> **PREZENTOWANY TEKST**
■ ■ ■ ■ ■
Motywacja do pracy, motywacja do nauki, motywacja do odchudzania, motywacja do ćwiczeń – kiedy spojrzałem na statystyki wyszukiwania tych fraz w Internecie, omal nie spadłem z krzesła. Zrozumiałem, że wiele osób ma ogromny problem z motywacją, a co za tym idzie nie osiąga w życiu satysfakcji i tego, co w istocie mogliby osiągnąć.
Jednocześnie osoby te, nie rozumieją czym jest i jak działa motywacja. Gdyby to wiedzieli, nie musieliby wpisywać fraz tych do wyszukiwarki. Najbardziej odpychające mnie w tych statystykach jest to, że większość „potrzebujących” motywacji szuka magicznych tricków na pobudzenie się do działania, które po kilku dniach okazuje się, że nie działają, lub wyrządzają większą frustrację niż gdyby odczuwali ją za sprawą nie podjęcia żadnego działania.
■ ■ ■ ■ ■
> **ZAPISANE DANE**

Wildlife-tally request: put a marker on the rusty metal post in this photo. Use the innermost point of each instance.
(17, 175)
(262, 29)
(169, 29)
■ ■ ■ ■ ■
> **ZADANIE 1**
Odpowiedz na pytania do tekstu o motywacji:
(a) Jakie cztery rodzaje motywacji wymieniono w pierwszym zdaniu?
(b) Czego szuka większość „potrzebujących” motywacji?
(c) Co po kilku dniach okazuje się z tym, czego szukają?
> **ZADANIE 2**
Proszę powielić dokładnie fragment tekstu o motywacji, zaczynając od słów „Jednocześnie osoby te, nie” i kontynuując aż do słów „podjęcia żadnego działania.”.

> **PEŁNA ODPOWIEDŹ 1**
(a) Motywację do pracy, do nauki, do odchudzania i do ćwiczeń.
(b) Magicznych tricków na pobudzenie się do działania.
(c) Okazuje się, że nie działają lub wyrządzają większą frustrację niż ta, którą odczuwaliby, gdyby nie podjęli żadnego działania.

> **PEŁNA ODPOWIEDŹ 2**
Jednocześnie osoby te, nie rozumieją czym jest i jak działa motywacja. Gdyby to wiedzieli, nie musieliby wpisywać fraz tych do wyszukiwarki. Najbardziej odpychające mnie w tych statystykach jest to, że większość „potrzebujących” motywacji szuka magicznych tricków na pobudzenie się do działania, które po kilku dniach okazuje się, że nie działają, lub wyrządzają większą frustrację niż gdyby odczuwali ją za sprawą nie podjęcia żadnego działania.